▶ _Do this_
Copy out every line from the one containing "--target=nose wheel --coords=pixels" down to the end of the lines below, both ends included, without changing any character.

--- begin Input data ---

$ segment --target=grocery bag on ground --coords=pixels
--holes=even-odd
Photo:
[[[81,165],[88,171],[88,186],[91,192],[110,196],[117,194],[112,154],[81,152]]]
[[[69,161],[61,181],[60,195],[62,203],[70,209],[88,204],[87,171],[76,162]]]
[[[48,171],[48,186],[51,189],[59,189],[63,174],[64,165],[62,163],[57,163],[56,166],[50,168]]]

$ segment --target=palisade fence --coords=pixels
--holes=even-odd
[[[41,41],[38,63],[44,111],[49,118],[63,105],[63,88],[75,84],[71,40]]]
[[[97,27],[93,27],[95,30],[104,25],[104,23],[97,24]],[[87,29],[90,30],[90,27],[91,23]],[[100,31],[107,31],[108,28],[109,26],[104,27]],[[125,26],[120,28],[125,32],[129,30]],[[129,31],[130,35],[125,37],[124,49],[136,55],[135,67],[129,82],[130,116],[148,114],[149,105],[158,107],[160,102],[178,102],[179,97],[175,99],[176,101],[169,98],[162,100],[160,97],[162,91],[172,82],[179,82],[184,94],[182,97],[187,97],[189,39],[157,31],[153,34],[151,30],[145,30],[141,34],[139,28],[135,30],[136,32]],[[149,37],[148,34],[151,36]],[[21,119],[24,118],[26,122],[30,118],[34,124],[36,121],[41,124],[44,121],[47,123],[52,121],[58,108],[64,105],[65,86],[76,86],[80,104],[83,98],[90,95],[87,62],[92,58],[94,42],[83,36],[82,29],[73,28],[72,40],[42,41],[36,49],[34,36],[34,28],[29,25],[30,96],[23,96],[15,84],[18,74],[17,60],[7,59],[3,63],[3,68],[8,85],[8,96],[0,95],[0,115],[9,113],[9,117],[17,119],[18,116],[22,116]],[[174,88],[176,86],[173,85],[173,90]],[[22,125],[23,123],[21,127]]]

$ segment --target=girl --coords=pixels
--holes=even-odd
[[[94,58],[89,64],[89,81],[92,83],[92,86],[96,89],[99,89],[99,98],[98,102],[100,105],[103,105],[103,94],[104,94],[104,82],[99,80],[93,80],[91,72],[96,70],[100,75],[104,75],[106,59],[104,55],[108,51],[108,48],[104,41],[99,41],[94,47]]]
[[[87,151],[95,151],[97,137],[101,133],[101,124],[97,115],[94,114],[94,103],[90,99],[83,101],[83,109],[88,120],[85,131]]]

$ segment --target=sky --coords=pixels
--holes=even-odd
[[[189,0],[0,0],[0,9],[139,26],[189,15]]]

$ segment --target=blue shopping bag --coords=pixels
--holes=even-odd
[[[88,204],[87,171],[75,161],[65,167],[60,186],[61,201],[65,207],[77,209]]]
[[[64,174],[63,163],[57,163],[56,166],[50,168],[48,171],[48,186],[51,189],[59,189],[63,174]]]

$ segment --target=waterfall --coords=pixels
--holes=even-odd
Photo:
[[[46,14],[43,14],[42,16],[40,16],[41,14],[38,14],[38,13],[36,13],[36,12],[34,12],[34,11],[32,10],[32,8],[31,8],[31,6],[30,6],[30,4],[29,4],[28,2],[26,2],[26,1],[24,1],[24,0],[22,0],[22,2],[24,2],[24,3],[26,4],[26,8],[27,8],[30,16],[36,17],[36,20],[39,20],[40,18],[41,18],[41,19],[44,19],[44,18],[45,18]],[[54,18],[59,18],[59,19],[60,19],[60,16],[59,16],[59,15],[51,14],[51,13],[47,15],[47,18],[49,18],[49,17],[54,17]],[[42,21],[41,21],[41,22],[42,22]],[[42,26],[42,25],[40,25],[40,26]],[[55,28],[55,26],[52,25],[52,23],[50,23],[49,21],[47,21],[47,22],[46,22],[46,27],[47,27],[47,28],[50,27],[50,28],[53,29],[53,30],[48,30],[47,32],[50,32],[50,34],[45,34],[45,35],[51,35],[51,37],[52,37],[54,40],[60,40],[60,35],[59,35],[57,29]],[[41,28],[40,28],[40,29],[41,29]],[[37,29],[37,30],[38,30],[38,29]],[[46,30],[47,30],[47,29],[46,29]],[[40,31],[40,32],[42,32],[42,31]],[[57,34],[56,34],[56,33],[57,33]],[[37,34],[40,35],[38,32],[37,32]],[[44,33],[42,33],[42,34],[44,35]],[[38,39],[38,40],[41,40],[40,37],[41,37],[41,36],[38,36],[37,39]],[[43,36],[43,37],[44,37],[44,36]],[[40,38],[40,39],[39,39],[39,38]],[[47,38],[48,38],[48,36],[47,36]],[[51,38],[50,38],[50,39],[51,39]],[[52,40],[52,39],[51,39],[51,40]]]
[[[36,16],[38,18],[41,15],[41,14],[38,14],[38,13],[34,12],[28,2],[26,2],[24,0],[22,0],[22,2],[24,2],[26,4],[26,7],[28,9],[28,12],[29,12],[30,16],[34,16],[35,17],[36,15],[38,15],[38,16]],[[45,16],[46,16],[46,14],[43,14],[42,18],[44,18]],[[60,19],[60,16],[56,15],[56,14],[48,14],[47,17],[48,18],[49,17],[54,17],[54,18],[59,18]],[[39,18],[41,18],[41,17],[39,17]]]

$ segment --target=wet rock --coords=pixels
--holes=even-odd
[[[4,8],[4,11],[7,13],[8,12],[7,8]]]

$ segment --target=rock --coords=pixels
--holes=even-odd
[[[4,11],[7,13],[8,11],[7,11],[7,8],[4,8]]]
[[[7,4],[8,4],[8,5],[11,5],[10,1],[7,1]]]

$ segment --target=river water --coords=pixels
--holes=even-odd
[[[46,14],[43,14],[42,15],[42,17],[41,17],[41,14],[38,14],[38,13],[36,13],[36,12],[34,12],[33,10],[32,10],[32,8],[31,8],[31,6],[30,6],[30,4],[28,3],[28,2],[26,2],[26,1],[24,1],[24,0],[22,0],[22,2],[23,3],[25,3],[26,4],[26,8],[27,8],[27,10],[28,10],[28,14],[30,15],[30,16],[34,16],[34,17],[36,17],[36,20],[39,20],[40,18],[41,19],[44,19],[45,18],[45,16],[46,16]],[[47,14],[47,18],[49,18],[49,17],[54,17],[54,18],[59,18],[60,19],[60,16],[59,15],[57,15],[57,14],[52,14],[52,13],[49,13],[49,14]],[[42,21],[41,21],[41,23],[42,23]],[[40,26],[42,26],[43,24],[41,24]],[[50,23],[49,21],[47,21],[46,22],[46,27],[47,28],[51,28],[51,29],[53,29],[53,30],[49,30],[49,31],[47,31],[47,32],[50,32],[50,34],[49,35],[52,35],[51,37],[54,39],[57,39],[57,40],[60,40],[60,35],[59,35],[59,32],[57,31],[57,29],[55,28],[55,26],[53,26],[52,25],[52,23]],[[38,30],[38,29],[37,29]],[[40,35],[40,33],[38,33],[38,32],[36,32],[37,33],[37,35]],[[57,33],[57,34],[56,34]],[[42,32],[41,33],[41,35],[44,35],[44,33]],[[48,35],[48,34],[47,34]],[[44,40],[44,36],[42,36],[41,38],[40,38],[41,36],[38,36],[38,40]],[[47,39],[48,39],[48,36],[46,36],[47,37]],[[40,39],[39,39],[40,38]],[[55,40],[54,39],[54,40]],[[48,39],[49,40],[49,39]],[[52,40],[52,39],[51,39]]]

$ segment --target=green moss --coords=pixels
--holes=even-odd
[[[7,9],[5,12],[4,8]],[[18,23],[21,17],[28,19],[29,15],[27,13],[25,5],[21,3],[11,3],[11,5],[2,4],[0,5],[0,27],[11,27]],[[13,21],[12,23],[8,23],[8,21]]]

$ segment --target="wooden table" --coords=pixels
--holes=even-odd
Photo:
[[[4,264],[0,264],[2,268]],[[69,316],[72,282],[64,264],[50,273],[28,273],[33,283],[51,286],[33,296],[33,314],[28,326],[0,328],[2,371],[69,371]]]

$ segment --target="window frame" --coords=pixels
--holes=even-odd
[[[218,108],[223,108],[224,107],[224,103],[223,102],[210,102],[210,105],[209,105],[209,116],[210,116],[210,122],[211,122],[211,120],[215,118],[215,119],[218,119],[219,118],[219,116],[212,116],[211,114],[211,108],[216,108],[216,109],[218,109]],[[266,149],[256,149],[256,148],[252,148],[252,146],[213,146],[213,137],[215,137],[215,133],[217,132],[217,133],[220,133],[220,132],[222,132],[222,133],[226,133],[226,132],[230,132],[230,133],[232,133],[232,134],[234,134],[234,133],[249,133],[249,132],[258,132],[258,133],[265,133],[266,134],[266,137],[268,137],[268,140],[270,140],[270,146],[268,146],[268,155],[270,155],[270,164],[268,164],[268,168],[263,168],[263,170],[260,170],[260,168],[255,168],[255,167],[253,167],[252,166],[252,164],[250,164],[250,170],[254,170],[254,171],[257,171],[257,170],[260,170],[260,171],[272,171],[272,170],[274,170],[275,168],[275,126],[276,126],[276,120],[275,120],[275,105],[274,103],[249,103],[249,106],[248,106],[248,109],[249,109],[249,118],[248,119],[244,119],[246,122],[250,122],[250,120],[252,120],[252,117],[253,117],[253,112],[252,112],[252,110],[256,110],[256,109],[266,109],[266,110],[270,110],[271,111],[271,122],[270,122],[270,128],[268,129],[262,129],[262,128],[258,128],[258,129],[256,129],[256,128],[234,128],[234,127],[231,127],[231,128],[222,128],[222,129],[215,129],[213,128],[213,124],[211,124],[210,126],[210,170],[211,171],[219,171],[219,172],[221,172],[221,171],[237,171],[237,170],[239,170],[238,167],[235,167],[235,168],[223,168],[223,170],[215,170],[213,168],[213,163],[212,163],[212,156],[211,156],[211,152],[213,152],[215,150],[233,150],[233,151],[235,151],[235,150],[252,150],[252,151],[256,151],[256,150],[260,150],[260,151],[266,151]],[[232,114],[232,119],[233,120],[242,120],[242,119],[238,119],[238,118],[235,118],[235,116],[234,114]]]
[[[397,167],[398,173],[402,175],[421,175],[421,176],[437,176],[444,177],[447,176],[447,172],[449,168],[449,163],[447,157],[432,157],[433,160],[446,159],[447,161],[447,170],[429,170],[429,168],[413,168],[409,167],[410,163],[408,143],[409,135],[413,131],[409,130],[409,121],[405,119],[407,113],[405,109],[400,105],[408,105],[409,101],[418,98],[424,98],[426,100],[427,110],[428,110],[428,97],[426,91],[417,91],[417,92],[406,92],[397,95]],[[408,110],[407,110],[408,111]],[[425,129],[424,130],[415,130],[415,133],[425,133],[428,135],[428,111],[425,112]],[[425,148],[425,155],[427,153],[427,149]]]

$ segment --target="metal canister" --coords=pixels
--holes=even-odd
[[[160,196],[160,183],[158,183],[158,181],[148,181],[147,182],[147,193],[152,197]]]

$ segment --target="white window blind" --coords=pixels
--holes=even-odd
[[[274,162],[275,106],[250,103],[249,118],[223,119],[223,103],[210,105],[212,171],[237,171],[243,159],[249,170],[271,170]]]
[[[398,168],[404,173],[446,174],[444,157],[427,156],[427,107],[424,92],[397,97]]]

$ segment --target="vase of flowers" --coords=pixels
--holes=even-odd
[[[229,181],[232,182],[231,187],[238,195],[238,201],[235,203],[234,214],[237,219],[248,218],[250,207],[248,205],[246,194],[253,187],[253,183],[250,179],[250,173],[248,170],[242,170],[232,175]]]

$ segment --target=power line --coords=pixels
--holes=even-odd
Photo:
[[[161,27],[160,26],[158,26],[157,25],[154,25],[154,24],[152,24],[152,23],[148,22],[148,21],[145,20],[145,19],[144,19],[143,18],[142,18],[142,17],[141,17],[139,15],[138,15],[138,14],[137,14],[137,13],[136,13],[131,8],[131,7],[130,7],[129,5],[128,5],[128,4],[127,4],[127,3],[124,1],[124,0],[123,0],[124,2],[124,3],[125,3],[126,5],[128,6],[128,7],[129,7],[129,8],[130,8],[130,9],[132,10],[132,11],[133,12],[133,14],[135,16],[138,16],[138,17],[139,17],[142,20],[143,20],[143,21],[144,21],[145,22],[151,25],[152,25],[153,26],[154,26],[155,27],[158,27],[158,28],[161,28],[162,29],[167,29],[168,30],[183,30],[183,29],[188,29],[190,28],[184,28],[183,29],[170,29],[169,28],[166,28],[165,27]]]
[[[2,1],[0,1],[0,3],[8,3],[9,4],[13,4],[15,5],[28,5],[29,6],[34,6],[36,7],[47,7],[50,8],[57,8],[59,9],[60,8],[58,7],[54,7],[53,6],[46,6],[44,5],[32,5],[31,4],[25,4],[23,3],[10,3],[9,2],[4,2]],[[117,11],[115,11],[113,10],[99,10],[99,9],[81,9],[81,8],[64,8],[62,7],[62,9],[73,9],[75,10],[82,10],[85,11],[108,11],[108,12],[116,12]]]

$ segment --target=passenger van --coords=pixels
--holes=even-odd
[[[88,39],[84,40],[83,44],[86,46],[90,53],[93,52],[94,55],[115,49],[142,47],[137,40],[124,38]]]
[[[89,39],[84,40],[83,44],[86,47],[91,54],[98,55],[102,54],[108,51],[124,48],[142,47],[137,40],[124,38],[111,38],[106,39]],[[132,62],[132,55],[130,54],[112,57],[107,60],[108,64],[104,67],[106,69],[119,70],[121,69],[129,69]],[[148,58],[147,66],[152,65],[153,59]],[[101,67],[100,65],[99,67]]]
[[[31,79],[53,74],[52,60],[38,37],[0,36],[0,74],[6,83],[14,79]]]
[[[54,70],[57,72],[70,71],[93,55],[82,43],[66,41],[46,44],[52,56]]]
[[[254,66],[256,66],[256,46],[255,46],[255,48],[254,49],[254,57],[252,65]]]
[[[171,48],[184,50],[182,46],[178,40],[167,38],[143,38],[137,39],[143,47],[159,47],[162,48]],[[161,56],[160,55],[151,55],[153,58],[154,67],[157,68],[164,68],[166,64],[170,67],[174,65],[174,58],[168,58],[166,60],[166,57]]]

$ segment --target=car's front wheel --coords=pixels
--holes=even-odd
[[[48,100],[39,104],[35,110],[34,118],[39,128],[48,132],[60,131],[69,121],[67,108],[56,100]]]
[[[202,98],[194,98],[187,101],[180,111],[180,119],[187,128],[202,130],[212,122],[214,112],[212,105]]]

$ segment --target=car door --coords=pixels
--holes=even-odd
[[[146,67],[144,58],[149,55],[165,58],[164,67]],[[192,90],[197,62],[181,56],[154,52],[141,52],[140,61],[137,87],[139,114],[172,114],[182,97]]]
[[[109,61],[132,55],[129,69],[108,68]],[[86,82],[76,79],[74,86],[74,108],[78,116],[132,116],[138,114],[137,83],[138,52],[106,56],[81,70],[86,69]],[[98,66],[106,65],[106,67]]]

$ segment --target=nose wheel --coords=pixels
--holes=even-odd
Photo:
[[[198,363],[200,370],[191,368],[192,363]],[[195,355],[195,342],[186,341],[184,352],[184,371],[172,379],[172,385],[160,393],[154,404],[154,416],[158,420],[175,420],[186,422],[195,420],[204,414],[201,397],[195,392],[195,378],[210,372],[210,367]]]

--- end Input data ---

▶ _The output_
$ segment --target=nose wheel --coords=pixels
--holes=even-odd
Photo:
[[[198,363],[200,370],[191,368],[192,363]],[[195,355],[195,342],[186,341],[184,352],[184,371],[172,379],[172,385],[160,393],[154,404],[154,416],[158,420],[175,420],[186,422],[195,420],[204,414],[201,397],[195,392],[195,378],[210,372],[210,367]]]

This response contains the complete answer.